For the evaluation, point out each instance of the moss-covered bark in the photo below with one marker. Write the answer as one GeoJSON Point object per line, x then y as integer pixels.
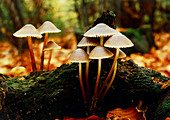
{"type": "Point", "coordinates": [57, 93]}
{"type": "Point", "coordinates": [46, 95]}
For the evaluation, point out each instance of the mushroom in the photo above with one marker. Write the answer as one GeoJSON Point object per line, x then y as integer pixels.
{"type": "Point", "coordinates": [86, 41]}
{"type": "Point", "coordinates": [99, 52]}
{"type": "Point", "coordinates": [80, 56]}
{"type": "Point", "coordinates": [51, 45]}
{"type": "Point", "coordinates": [100, 30]}
{"type": "Point", "coordinates": [117, 41]}
{"type": "Point", "coordinates": [29, 31]}
{"type": "Point", "coordinates": [46, 27]}
{"type": "Point", "coordinates": [121, 55]}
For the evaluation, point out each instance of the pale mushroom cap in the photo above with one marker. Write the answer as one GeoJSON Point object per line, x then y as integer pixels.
{"type": "Point", "coordinates": [48, 27]}
{"type": "Point", "coordinates": [51, 45]}
{"type": "Point", "coordinates": [100, 30]}
{"type": "Point", "coordinates": [121, 53]}
{"type": "Point", "coordinates": [79, 55]}
{"type": "Point", "coordinates": [86, 41]}
{"type": "Point", "coordinates": [27, 30]}
{"type": "Point", "coordinates": [99, 52]}
{"type": "Point", "coordinates": [118, 41]}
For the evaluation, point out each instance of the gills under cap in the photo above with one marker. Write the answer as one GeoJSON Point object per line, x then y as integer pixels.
{"type": "Point", "coordinates": [118, 41]}
{"type": "Point", "coordinates": [79, 56]}
{"type": "Point", "coordinates": [48, 27]}
{"type": "Point", "coordinates": [100, 30]}
{"type": "Point", "coordinates": [51, 45]}
{"type": "Point", "coordinates": [99, 52]}
{"type": "Point", "coordinates": [27, 30]}
{"type": "Point", "coordinates": [121, 53]}
{"type": "Point", "coordinates": [86, 41]}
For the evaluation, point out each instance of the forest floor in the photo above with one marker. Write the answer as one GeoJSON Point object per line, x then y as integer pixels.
{"type": "Point", "coordinates": [157, 59]}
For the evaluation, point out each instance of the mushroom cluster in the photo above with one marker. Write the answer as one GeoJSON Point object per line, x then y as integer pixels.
{"type": "Point", "coordinates": [110, 38]}
{"type": "Point", "coordinates": [29, 31]}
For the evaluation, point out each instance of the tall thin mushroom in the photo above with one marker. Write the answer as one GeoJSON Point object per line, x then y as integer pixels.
{"type": "Point", "coordinates": [29, 31]}
{"type": "Point", "coordinates": [87, 42]}
{"type": "Point", "coordinates": [121, 55]}
{"type": "Point", "coordinates": [99, 52]}
{"type": "Point", "coordinates": [51, 45]}
{"type": "Point", "coordinates": [80, 56]}
{"type": "Point", "coordinates": [117, 41]}
{"type": "Point", "coordinates": [100, 30]}
{"type": "Point", "coordinates": [46, 27]}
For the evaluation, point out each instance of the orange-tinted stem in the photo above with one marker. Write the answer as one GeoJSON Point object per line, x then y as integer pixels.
{"type": "Point", "coordinates": [110, 73]}
{"type": "Point", "coordinates": [49, 59]}
{"type": "Point", "coordinates": [42, 53]}
{"type": "Point", "coordinates": [31, 54]}
{"type": "Point", "coordinates": [81, 84]}
{"type": "Point", "coordinates": [98, 78]}
{"type": "Point", "coordinates": [87, 74]}
{"type": "Point", "coordinates": [111, 81]}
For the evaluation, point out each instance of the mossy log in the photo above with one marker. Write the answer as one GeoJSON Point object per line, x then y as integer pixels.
{"type": "Point", "coordinates": [44, 95]}
{"type": "Point", "coordinates": [49, 95]}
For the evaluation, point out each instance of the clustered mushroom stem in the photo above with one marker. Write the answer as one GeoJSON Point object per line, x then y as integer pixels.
{"type": "Point", "coordinates": [111, 81]}
{"type": "Point", "coordinates": [110, 73]}
{"type": "Point", "coordinates": [87, 75]}
{"type": "Point", "coordinates": [101, 40]}
{"type": "Point", "coordinates": [31, 54]}
{"type": "Point", "coordinates": [49, 59]}
{"type": "Point", "coordinates": [42, 54]}
{"type": "Point", "coordinates": [81, 84]}
{"type": "Point", "coordinates": [98, 78]}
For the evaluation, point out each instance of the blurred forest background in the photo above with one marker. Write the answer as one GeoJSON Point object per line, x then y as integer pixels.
{"type": "Point", "coordinates": [139, 18]}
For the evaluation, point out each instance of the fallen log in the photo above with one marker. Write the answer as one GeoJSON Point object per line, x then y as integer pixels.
{"type": "Point", "coordinates": [56, 94]}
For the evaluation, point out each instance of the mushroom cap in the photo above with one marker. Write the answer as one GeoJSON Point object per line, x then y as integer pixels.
{"type": "Point", "coordinates": [99, 52]}
{"type": "Point", "coordinates": [121, 53]}
{"type": "Point", "coordinates": [86, 41]}
{"type": "Point", "coordinates": [79, 55]}
{"type": "Point", "coordinates": [100, 30]}
{"type": "Point", "coordinates": [51, 45]}
{"type": "Point", "coordinates": [27, 30]}
{"type": "Point", "coordinates": [48, 27]}
{"type": "Point", "coordinates": [118, 41]}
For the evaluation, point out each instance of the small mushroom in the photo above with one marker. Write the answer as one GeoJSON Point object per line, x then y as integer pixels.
{"type": "Point", "coordinates": [87, 41]}
{"type": "Point", "coordinates": [99, 52]}
{"type": "Point", "coordinates": [46, 27]}
{"type": "Point", "coordinates": [51, 45]}
{"type": "Point", "coordinates": [100, 30]}
{"type": "Point", "coordinates": [121, 55]}
{"type": "Point", "coordinates": [29, 31]}
{"type": "Point", "coordinates": [117, 41]}
{"type": "Point", "coordinates": [80, 56]}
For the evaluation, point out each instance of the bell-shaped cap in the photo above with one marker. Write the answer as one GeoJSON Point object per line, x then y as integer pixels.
{"type": "Point", "coordinates": [27, 30]}
{"type": "Point", "coordinates": [118, 41]}
{"type": "Point", "coordinates": [48, 27]}
{"type": "Point", "coordinates": [99, 52]}
{"type": "Point", "coordinates": [79, 56]}
{"type": "Point", "coordinates": [100, 30]}
{"type": "Point", "coordinates": [51, 45]}
{"type": "Point", "coordinates": [86, 41]}
{"type": "Point", "coordinates": [121, 53]}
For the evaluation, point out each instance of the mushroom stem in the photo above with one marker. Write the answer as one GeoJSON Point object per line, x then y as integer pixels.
{"type": "Point", "coordinates": [101, 40]}
{"type": "Point", "coordinates": [42, 54]}
{"type": "Point", "coordinates": [81, 84]}
{"type": "Point", "coordinates": [111, 81]}
{"type": "Point", "coordinates": [98, 78]}
{"type": "Point", "coordinates": [87, 74]}
{"type": "Point", "coordinates": [31, 54]}
{"type": "Point", "coordinates": [110, 73]}
{"type": "Point", "coordinates": [49, 59]}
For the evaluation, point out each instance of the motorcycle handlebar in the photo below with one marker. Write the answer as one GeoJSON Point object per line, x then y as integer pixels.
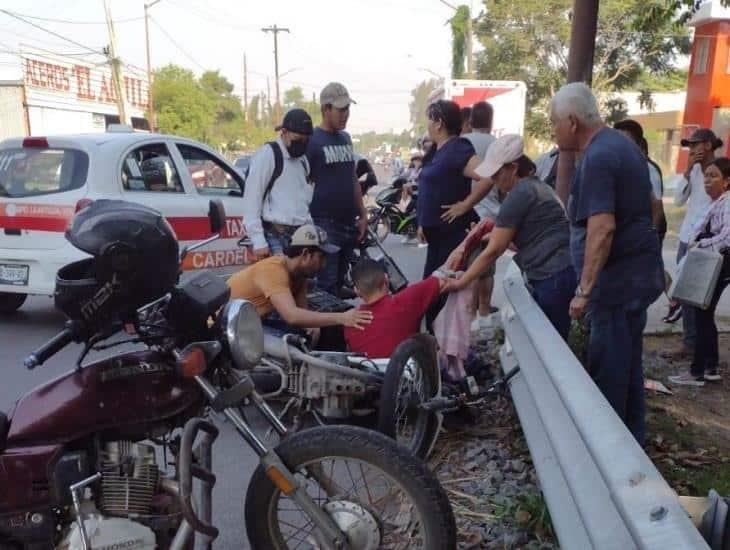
{"type": "Point", "coordinates": [50, 348]}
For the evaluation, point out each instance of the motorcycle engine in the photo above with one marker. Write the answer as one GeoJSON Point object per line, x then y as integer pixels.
{"type": "Point", "coordinates": [110, 534]}
{"type": "Point", "coordinates": [332, 395]}
{"type": "Point", "coordinates": [129, 478]}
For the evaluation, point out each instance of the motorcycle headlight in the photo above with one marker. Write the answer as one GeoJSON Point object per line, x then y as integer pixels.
{"type": "Point", "coordinates": [243, 332]}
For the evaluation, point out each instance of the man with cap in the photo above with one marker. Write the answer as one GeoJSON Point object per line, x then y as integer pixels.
{"type": "Point", "coordinates": [532, 217]}
{"type": "Point", "coordinates": [278, 191]}
{"type": "Point", "coordinates": [691, 190]}
{"type": "Point", "coordinates": [279, 285]}
{"type": "Point", "coordinates": [337, 202]}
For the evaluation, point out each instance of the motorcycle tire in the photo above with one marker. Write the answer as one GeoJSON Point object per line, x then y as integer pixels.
{"type": "Point", "coordinates": [425, 424]}
{"type": "Point", "coordinates": [11, 302]}
{"type": "Point", "coordinates": [370, 449]}
{"type": "Point", "coordinates": [380, 225]}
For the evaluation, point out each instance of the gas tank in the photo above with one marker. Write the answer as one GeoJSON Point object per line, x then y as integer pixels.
{"type": "Point", "coordinates": [126, 396]}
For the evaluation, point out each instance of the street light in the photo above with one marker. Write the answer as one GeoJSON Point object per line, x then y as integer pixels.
{"type": "Point", "coordinates": [282, 75]}
{"type": "Point", "coordinates": [150, 108]}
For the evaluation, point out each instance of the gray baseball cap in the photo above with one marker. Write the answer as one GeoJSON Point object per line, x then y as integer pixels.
{"type": "Point", "coordinates": [335, 94]}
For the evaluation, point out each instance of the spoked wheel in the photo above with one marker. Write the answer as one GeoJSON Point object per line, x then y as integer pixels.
{"type": "Point", "coordinates": [376, 492]}
{"type": "Point", "coordinates": [411, 378]}
{"type": "Point", "coordinates": [379, 224]}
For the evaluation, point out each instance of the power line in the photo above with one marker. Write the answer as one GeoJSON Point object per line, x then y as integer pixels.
{"type": "Point", "coordinates": [171, 39]}
{"type": "Point", "coordinates": [11, 14]}
{"type": "Point", "coordinates": [70, 22]}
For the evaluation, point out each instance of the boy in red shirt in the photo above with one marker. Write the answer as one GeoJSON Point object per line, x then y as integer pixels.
{"type": "Point", "coordinates": [395, 317]}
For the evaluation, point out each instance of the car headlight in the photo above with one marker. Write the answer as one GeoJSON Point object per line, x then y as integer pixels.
{"type": "Point", "coordinates": [244, 333]}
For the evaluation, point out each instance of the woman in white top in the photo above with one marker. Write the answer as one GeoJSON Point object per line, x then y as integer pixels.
{"type": "Point", "coordinates": [712, 231]}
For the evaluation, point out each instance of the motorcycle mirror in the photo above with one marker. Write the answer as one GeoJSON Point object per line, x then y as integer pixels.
{"type": "Point", "coordinates": [216, 215]}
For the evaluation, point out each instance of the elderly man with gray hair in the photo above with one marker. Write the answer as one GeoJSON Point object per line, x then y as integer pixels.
{"type": "Point", "coordinates": [614, 248]}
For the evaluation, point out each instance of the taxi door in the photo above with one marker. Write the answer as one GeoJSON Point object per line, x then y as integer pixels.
{"type": "Point", "coordinates": [209, 176]}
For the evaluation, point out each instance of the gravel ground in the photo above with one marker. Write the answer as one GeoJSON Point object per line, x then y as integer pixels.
{"type": "Point", "coordinates": [483, 462]}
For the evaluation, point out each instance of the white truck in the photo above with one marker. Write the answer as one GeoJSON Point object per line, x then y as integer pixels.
{"type": "Point", "coordinates": [508, 97]}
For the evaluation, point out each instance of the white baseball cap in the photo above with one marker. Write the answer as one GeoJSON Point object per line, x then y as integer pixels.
{"type": "Point", "coordinates": [504, 150]}
{"type": "Point", "coordinates": [311, 236]}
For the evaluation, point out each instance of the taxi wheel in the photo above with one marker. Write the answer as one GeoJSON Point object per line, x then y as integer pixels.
{"type": "Point", "coordinates": [11, 302]}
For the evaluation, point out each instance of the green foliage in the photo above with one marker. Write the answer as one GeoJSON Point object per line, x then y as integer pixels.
{"type": "Point", "coordinates": [458, 41]}
{"type": "Point", "coordinates": [418, 104]}
{"type": "Point", "coordinates": [529, 41]}
{"type": "Point", "coordinates": [182, 107]}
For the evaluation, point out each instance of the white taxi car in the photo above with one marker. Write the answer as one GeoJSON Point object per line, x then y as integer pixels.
{"type": "Point", "coordinates": [44, 181]}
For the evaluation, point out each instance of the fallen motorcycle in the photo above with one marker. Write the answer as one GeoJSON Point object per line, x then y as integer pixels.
{"type": "Point", "coordinates": [336, 387]}
{"type": "Point", "coordinates": [80, 460]}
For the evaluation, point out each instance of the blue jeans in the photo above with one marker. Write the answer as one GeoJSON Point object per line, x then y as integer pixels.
{"type": "Point", "coordinates": [689, 313]}
{"type": "Point", "coordinates": [553, 295]}
{"type": "Point", "coordinates": [341, 234]}
{"type": "Point", "coordinates": [614, 359]}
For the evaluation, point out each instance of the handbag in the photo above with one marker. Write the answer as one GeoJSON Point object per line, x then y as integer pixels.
{"type": "Point", "coordinates": [697, 277]}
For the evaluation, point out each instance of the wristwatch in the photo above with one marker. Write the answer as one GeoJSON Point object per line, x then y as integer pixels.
{"type": "Point", "coordinates": [580, 293]}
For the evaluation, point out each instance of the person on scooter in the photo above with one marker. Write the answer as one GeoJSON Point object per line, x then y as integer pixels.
{"type": "Point", "coordinates": [337, 204]}
{"type": "Point", "coordinates": [279, 285]}
{"type": "Point", "coordinates": [278, 191]}
{"type": "Point", "coordinates": [395, 317]}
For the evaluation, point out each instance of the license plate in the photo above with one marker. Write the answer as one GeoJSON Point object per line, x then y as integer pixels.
{"type": "Point", "coordinates": [14, 274]}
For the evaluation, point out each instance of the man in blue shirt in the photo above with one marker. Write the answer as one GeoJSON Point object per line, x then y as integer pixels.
{"type": "Point", "coordinates": [614, 248]}
{"type": "Point", "coordinates": [337, 205]}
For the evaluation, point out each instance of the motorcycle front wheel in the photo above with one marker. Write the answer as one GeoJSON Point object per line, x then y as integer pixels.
{"type": "Point", "coordinates": [379, 494]}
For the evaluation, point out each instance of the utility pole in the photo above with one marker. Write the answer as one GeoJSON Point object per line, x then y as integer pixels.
{"type": "Point", "coordinates": [116, 65]}
{"type": "Point", "coordinates": [245, 88]}
{"type": "Point", "coordinates": [276, 30]}
{"type": "Point", "coordinates": [469, 38]}
{"type": "Point", "coordinates": [580, 69]}
{"type": "Point", "coordinates": [150, 102]}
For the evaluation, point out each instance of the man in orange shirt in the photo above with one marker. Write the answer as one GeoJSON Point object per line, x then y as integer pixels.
{"type": "Point", "coordinates": [279, 284]}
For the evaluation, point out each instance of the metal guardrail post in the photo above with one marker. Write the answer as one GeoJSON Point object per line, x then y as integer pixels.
{"type": "Point", "coordinates": [602, 490]}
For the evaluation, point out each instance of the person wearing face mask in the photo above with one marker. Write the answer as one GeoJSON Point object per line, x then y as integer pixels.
{"type": "Point", "coordinates": [278, 187]}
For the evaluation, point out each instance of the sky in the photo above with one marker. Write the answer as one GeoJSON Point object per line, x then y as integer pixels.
{"type": "Point", "coordinates": [379, 49]}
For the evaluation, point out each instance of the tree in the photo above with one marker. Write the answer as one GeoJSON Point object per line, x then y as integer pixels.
{"type": "Point", "coordinates": [459, 23]}
{"type": "Point", "coordinates": [418, 104]}
{"type": "Point", "coordinates": [525, 40]}
{"type": "Point", "coordinates": [182, 107]}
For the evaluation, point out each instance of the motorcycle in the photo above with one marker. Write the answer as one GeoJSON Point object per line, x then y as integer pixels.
{"type": "Point", "coordinates": [387, 217]}
{"type": "Point", "coordinates": [109, 454]}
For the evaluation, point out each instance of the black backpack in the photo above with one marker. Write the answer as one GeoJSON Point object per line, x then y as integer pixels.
{"type": "Point", "coordinates": [278, 167]}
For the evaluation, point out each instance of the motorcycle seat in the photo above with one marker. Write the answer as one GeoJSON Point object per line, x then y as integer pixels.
{"type": "Point", "coordinates": [4, 427]}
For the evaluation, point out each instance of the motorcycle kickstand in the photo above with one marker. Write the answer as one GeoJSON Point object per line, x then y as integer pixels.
{"type": "Point", "coordinates": [282, 415]}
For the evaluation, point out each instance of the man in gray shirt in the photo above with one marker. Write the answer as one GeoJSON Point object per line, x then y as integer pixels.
{"type": "Point", "coordinates": [532, 217]}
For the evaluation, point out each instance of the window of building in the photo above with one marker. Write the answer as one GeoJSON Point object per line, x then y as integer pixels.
{"type": "Point", "coordinates": [702, 55]}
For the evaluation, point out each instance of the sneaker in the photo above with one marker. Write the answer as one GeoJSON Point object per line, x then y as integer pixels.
{"type": "Point", "coordinates": [674, 313]}
{"type": "Point", "coordinates": [711, 375]}
{"type": "Point", "coordinates": [480, 323]}
{"type": "Point", "coordinates": [687, 379]}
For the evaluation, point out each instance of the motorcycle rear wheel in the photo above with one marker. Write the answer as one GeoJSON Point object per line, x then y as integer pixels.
{"type": "Point", "coordinates": [411, 378]}
{"type": "Point", "coordinates": [374, 489]}
{"type": "Point", "coordinates": [379, 224]}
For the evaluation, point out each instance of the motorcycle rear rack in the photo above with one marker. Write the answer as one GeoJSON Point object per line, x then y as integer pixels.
{"type": "Point", "coordinates": [197, 462]}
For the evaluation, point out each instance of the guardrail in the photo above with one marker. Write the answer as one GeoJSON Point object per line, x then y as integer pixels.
{"type": "Point", "coordinates": [602, 490]}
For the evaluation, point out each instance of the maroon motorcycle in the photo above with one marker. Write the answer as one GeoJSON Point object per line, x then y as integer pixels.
{"type": "Point", "coordinates": [118, 453]}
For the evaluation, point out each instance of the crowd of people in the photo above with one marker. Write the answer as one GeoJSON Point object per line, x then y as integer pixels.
{"type": "Point", "coordinates": [598, 256]}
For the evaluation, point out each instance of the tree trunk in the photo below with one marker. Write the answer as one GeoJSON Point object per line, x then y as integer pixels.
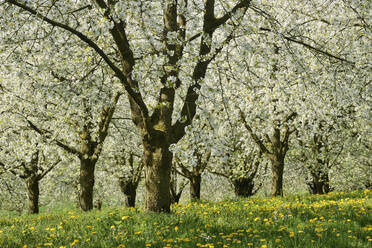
{"type": "Point", "coordinates": [128, 188]}
{"type": "Point", "coordinates": [243, 187]}
{"type": "Point", "coordinates": [86, 184]}
{"type": "Point", "coordinates": [277, 167]}
{"type": "Point", "coordinates": [319, 183]}
{"type": "Point", "coordinates": [158, 164]}
{"type": "Point", "coordinates": [195, 182]}
{"type": "Point", "coordinates": [33, 195]}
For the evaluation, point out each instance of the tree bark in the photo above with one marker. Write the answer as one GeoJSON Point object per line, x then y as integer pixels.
{"type": "Point", "coordinates": [87, 167]}
{"type": "Point", "coordinates": [277, 167]}
{"type": "Point", "coordinates": [195, 182]}
{"type": "Point", "coordinates": [129, 189]}
{"type": "Point", "coordinates": [319, 183]}
{"type": "Point", "coordinates": [158, 164]}
{"type": "Point", "coordinates": [243, 187]}
{"type": "Point", "coordinates": [33, 195]}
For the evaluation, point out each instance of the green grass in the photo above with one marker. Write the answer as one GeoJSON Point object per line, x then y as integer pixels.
{"type": "Point", "coordinates": [333, 220]}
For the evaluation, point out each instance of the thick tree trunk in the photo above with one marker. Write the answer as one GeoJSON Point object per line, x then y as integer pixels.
{"type": "Point", "coordinates": [86, 184]}
{"type": "Point", "coordinates": [195, 182]}
{"type": "Point", "coordinates": [129, 189]}
{"type": "Point", "coordinates": [158, 164]}
{"type": "Point", "coordinates": [320, 183]}
{"type": "Point", "coordinates": [277, 167]}
{"type": "Point", "coordinates": [33, 195]}
{"type": "Point", "coordinates": [175, 197]}
{"type": "Point", "coordinates": [243, 187]}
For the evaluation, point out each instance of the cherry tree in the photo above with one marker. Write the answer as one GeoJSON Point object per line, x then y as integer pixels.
{"type": "Point", "coordinates": [173, 39]}
{"type": "Point", "coordinates": [292, 60]}
{"type": "Point", "coordinates": [26, 156]}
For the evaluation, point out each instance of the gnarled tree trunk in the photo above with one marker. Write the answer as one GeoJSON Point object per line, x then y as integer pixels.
{"type": "Point", "coordinates": [129, 189]}
{"type": "Point", "coordinates": [33, 195]}
{"type": "Point", "coordinates": [319, 183]}
{"type": "Point", "coordinates": [86, 180]}
{"type": "Point", "coordinates": [158, 164]}
{"type": "Point", "coordinates": [195, 181]}
{"type": "Point", "coordinates": [277, 167]}
{"type": "Point", "coordinates": [243, 187]}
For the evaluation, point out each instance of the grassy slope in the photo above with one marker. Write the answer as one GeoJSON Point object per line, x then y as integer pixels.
{"type": "Point", "coordinates": [334, 220]}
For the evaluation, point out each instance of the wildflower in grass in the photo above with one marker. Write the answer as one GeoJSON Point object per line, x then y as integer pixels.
{"type": "Point", "coordinates": [74, 242]}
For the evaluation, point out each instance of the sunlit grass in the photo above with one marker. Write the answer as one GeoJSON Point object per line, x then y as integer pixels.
{"type": "Point", "coordinates": [333, 220]}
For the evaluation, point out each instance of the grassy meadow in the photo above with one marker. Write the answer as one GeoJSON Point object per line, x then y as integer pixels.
{"type": "Point", "coordinates": [334, 220]}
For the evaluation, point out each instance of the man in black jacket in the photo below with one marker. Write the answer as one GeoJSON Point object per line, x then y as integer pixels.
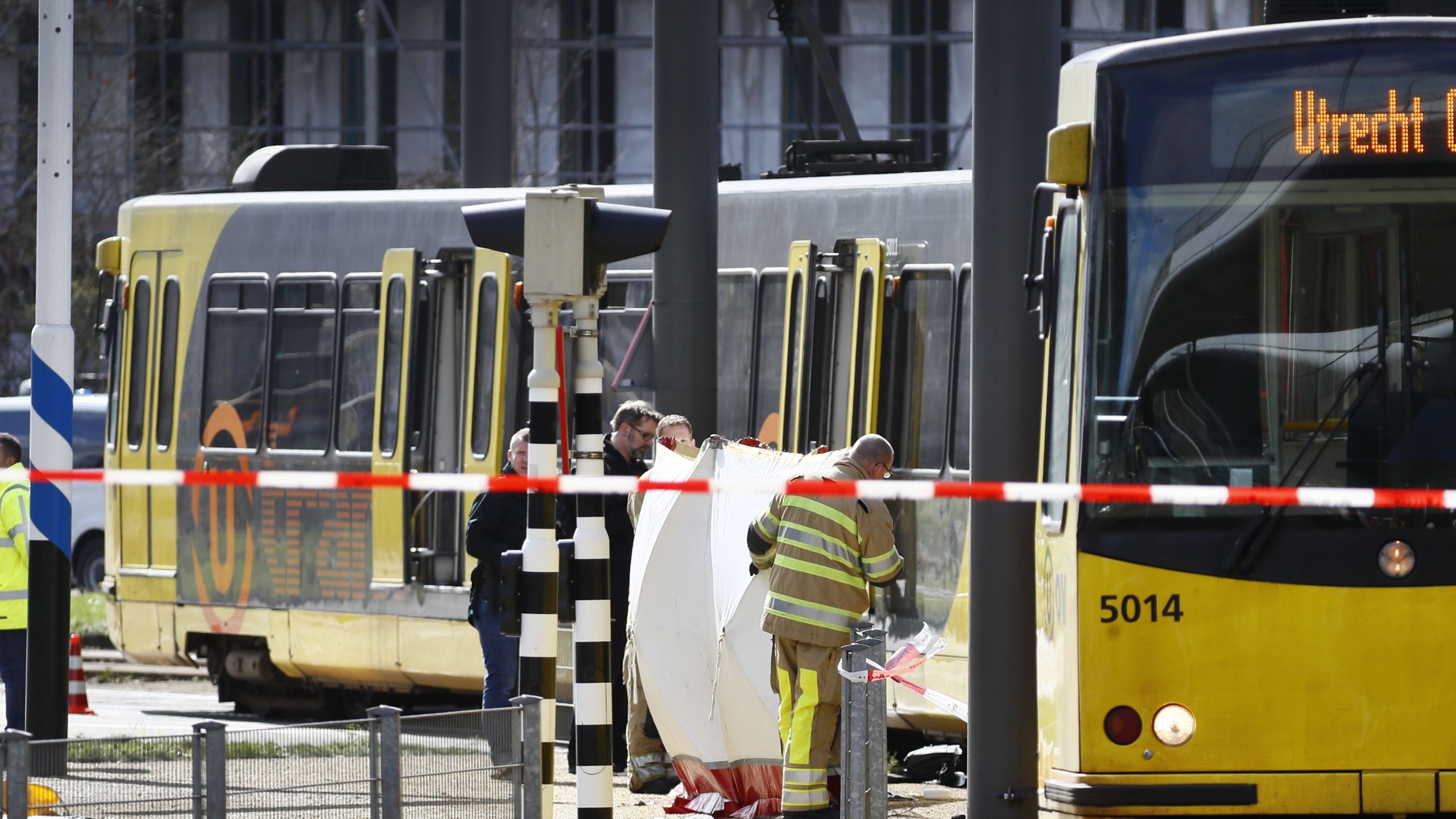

Set task: Report how many lines of the listing above contain the string "person", with case counting, and give only the number.

Solution: 2